── Records supplied ──
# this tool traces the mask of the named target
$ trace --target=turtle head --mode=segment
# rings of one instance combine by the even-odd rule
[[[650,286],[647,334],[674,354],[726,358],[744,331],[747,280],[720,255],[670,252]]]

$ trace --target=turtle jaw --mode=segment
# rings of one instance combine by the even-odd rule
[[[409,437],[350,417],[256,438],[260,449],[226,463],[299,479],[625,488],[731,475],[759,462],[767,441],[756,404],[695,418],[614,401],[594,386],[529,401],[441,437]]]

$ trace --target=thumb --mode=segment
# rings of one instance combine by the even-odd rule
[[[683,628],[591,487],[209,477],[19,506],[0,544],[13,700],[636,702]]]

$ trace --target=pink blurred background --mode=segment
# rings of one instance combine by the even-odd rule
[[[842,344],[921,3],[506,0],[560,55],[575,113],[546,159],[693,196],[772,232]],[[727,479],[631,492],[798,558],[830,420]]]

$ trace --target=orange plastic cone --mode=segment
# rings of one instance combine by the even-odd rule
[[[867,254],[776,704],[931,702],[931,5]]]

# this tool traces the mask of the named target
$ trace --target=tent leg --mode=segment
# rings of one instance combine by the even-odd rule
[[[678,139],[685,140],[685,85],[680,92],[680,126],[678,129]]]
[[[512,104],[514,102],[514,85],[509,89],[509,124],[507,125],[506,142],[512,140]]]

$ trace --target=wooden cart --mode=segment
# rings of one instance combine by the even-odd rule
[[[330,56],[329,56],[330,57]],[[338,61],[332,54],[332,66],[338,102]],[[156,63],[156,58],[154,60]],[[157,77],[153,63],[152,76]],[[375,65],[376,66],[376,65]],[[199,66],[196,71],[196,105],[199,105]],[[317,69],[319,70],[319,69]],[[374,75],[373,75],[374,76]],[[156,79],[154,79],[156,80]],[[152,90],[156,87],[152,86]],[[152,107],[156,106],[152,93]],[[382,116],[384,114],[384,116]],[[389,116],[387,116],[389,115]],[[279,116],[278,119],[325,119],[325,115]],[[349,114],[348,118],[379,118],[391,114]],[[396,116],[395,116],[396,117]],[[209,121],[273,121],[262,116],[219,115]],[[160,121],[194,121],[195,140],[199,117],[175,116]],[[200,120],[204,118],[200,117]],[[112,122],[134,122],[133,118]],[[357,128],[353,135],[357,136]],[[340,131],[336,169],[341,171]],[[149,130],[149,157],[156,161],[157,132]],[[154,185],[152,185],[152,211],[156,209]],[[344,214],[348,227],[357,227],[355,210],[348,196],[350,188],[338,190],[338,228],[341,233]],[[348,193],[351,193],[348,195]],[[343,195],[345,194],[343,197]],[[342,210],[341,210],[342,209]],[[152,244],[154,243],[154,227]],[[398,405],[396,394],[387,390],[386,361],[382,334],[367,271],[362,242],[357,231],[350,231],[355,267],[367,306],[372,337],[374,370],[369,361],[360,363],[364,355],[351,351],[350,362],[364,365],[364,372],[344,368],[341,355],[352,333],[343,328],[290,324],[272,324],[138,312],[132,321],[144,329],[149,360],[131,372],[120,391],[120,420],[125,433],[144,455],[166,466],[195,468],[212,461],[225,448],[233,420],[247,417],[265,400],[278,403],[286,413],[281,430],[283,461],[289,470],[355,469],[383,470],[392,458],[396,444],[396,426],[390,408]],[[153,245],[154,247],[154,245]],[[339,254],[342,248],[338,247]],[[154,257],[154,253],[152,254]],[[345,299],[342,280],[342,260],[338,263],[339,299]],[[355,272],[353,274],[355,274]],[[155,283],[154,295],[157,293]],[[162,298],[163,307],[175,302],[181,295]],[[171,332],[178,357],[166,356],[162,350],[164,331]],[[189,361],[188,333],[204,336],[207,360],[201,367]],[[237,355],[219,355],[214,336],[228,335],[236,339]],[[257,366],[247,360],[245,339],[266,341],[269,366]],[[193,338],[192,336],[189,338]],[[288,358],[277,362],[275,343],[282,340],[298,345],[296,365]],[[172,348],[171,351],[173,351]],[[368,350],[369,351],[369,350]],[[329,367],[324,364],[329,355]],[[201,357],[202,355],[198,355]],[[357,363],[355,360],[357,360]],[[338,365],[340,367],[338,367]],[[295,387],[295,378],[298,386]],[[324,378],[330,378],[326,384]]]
───
* [Written task]: Print the whole listing above again, line for line and without any changes.

* [Solved problem]:
# this tool traces the mask of the named target
$ trace --target=turtle head --mode=segment
# rings of one instance combine by the even-odd rule
[[[650,286],[647,334],[674,354],[726,358],[744,331],[747,280],[720,255],[670,252]]]

$ trace --target=turtle jaw --mode=segment
# rings of one instance combine by the even-odd rule
[[[409,437],[350,417],[256,438],[260,449],[226,463],[299,479],[625,488],[731,475],[759,462],[767,441],[756,404],[695,418],[614,401],[594,386],[529,401],[441,437]]]

$ trace --target=thumb --mode=segment
# rings of one instance combine by the even-odd rule
[[[683,628],[591,487],[209,477],[19,506],[0,544],[13,700],[636,702]]]

$ trace --target=pink blurred background --mode=segment
# rings of one instance combine by the even-odd rule
[[[842,344],[921,3],[506,0],[560,55],[575,113],[546,159],[693,196],[772,232]],[[727,479],[631,492],[798,558],[830,420]]]

$ trace --target=orange plastic cone --mode=segment
# rings of one instance combine by the even-odd rule
[[[867,254],[776,704],[931,702],[931,5]]]

# this tool traces the mask of the named target
$ trace --target=tent leg --mode=segment
# rings of one instance combine by the even-odd rule
[[[678,139],[685,140],[685,85],[680,92],[680,126],[678,129]]]
[[[512,104],[514,102],[514,85],[509,89],[509,124],[507,125],[506,142],[512,140]]]

$ trace --target=wooden cart --mode=segment
# rings of one instance combine by the even-odd rule
[[[330,56],[329,56],[330,57]],[[338,61],[332,54],[332,66],[338,102]],[[156,63],[156,58],[154,60]],[[157,77],[153,63],[152,76]],[[375,65],[376,66],[376,65]],[[199,66],[196,71],[196,105],[199,105]],[[317,69],[319,70],[319,69]],[[374,75],[373,75],[374,76]],[[156,79],[154,79],[156,80]],[[152,90],[156,87],[152,86]],[[152,107],[156,106],[152,93]],[[382,116],[384,114],[384,116]],[[389,116],[387,116],[389,115]],[[279,116],[278,119],[325,119],[325,115]],[[349,114],[348,118],[379,118],[391,114]],[[396,116],[395,116],[396,117]],[[209,121],[273,121],[262,116],[219,115]],[[160,121],[194,121],[195,140],[199,117],[175,116]],[[200,120],[204,118],[200,117]],[[112,122],[134,122],[133,118]],[[357,128],[353,135],[357,136]],[[340,131],[336,169],[341,171]],[[149,130],[149,157],[156,161],[157,132]],[[154,185],[152,185],[152,211],[156,209]],[[344,214],[348,227],[357,227],[355,210],[348,196],[350,188],[338,190],[338,228],[341,233]],[[348,193],[351,193],[348,195]],[[343,195],[345,194],[343,197]],[[342,210],[341,210],[342,209]],[[152,244],[154,243],[154,227]],[[398,405],[396,394],[387,390],[386,361],[382,334],[367,271],[362,242],[357,231],[350,231],[355,267],[367,306],[372,337],[374,370],[369,361],[360,363],[364,355],[351,351],[350,362],[364,365],[364,372],[344,368],[341,355],[352,333],[343,328],[290,324],[272,324],[138,312],[132,321],[144,329],[149,360],[131,372],[120,391],[120,420],[125,433],[144,455],[166,466],[195,468],[212,461],[225,448],[233,420],[247,417],[265,400],[278,403],[286,413],[281,430],[283,461],[289,470],[355,469],[383,470],[392,458],[396,444],[396,426],[390,408]],[[153,245],[154,247],[154,245]],[[339,254],[342,248],[338,247]],[[154,257],[154,253],[152,254]],[[345,299],[342,280],[342,260],[338,263],[339,299]],[[355,272],[353,274],[355,274]],[[155,283],[154,295],[157,293]],[[162,298],[163,307],[175,302],[181,295]],[[171,332],[178,357],[166,356],[162,350],[164,331]],[[189,361],[188,333],[204,336],[207,360],[201,367]],[[237,355],[219,355],[214,336],[228,335],[236,339]],[[257,366],[247,360],[245,339],[266,341],[269,366]],[[193,338],[192,336],[189,338]],[[288,358],[277,362],[275,343],[282,340],[298,345],[296,365]],[[172,348],[171,351],[173,351]],[[368,350],[369,351],[369,350]],[[329,367],[324,364],[329,355]],[[201,357],[202,355],[198,355]],[[357,363],[355,360],[357,360]],[[338,365],[340,367],[338,367]],[[295,387],[295,378],[298,386]],[[324,378],[330,378],[326,384]]]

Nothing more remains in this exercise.